- [Reading text]
----------

Midwifery is, by its nature, collaborative, both with patients and with physicians and hospitals. The collaboration of the private practice, Midwifery of Manhattan with The Birthing Center at Mount Sinai Roosevelt, says Zeidenstein, is an example of “seamless teamwork.” This hospital, she says, is unique in having allowed attending private midwives for 50 years. “The obstetricians and perinatologists recognize our expertise,” she says, noting, “Many of the physicians come to our practice to have their babies.”
Jocelyn Finger ’05 ’06, CNM, who practices at Midwifery of Manhattan, calls it “unique” and “ideal.” The ratio of midwives to patients frees midwives to be involved with them early and deeply and to be constantly present at deliveries, even as the occasional patient is wheeled into surgery for a C-section. “As a student at Columbia,” Finger says, “we’re taught what the ideals are and to work toward them. But we’re also taught to temper our ideals with the reality of the health care system.”

----------

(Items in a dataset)

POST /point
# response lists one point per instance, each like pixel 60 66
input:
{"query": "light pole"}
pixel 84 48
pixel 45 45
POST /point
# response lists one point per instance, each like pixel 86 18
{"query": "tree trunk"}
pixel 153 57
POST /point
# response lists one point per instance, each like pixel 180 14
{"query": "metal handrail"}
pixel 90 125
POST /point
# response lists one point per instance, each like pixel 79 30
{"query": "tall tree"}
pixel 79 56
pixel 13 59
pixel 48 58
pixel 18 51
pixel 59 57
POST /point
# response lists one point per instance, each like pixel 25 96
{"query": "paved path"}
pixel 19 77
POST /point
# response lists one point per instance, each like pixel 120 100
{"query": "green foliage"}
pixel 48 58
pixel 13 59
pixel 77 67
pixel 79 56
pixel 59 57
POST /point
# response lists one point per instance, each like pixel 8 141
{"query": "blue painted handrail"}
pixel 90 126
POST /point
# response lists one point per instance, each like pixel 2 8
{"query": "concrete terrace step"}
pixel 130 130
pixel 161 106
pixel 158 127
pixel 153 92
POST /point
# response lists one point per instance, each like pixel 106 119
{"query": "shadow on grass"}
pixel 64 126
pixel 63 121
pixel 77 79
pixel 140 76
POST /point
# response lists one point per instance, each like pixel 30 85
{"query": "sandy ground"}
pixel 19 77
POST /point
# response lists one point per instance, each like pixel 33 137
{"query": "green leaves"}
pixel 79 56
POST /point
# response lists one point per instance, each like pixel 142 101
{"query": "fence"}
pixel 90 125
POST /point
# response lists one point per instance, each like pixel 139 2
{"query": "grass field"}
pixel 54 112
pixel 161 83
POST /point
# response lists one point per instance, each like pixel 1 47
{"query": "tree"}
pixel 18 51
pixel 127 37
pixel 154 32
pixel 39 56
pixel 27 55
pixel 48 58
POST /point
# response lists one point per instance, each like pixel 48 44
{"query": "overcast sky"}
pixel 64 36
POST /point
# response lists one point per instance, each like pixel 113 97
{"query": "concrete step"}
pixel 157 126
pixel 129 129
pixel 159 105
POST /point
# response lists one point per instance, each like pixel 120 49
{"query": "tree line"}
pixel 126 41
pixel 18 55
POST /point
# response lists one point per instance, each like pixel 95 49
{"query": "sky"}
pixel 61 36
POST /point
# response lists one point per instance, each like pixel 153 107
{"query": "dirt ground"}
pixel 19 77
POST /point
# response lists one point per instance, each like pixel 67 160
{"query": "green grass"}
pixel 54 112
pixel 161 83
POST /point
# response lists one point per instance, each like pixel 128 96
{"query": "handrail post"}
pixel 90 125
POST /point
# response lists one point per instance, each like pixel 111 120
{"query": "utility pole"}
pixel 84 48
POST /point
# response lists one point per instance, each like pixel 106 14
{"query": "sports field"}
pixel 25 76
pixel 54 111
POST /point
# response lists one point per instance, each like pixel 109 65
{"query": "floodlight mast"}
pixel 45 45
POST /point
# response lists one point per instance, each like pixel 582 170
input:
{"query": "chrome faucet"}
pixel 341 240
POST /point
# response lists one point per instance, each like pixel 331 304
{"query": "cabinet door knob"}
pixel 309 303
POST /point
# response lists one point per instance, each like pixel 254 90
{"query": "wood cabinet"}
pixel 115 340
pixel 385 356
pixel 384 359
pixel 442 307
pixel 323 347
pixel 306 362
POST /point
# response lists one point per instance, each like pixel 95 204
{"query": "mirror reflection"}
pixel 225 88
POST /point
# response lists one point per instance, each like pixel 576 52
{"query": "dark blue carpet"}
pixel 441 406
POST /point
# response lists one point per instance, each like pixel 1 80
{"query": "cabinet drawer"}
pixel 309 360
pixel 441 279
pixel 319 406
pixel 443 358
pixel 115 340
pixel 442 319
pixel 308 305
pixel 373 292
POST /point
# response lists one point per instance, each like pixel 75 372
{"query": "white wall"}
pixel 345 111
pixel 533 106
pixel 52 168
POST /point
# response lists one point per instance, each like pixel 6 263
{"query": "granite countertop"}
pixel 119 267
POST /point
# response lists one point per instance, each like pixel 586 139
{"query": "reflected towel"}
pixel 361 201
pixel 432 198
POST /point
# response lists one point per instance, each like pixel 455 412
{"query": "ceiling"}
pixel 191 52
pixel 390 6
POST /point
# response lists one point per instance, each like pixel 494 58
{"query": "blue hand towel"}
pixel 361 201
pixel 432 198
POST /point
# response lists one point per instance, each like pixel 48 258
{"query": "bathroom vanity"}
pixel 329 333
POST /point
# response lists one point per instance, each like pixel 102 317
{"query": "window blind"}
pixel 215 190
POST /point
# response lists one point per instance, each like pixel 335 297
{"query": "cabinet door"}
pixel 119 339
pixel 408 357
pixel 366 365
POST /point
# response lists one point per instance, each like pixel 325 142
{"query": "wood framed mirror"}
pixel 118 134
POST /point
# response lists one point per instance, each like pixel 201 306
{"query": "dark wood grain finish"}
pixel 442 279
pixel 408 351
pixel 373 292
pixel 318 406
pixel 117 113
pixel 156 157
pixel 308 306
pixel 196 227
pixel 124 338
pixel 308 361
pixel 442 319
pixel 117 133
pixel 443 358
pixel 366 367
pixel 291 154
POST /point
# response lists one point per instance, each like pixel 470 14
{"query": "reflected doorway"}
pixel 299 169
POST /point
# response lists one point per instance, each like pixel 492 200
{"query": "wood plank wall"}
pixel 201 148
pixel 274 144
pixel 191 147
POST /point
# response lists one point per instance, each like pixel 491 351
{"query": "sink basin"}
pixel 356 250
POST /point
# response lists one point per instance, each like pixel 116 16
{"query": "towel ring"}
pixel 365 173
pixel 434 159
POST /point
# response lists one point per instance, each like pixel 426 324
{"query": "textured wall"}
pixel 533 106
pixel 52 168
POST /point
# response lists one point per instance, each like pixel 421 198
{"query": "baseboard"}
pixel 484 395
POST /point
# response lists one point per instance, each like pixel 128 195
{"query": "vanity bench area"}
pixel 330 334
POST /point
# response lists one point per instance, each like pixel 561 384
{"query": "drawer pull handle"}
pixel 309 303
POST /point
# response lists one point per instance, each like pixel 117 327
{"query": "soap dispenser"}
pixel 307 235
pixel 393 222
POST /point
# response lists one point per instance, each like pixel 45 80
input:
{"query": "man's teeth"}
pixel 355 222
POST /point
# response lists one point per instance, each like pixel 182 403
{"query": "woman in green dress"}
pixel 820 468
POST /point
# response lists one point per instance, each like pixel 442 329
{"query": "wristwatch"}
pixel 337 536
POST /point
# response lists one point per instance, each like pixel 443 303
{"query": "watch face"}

----------

- [Complete the following]
[1] According to the midwifery text, for how many years has the hospital allowed attending private midwives?
[2] Extend the midwifery text past its final sentence.

- [Answers to this exercise]
[1] 50 years.

[2]
The Columbia Nursing educated midwives who work at Woodhull Hospital do just that, they say. The reality is that midwives cannot always be continuously present with their patient but they try to be, at least once active labor starts. Even without constant one-on-one attendance, women benefit from what midwives do, says Lynn, “touching, talking, advising, calming.” Sometimes this occurs with the assistance of a translator for those from Africa or Asia, for example.
Women at public hospitals are assigned to midwives rather than seeking them out, explains Zeidenstein, who trained at Woodhull. “The midwives are caught in a medical model,” she says. “Yet even there, midwives make an enormous difference.”
Woodhull and Mount Sinai Roosevelt, she says, are quite unusual in their support of midwifery. “The reality,” she says, “is that midwives in U.S. hospitals are completely vulnerable. We have not been fully integrated into the maternal and child health system.”
If it is a myth that only affluent or educated women give birth with midwives, it is also a myth that midwives do not attend complicated pregnancies like those of twins or when the mother has gestational diabetes. In deliveries of twins, Lynn says, midwives help with labor support, pain relief, and emotional support, and can even deliver the babies vaginally while an obstetrician assesses the babies’ well-being and is ready, if necessary, to perform a C-section.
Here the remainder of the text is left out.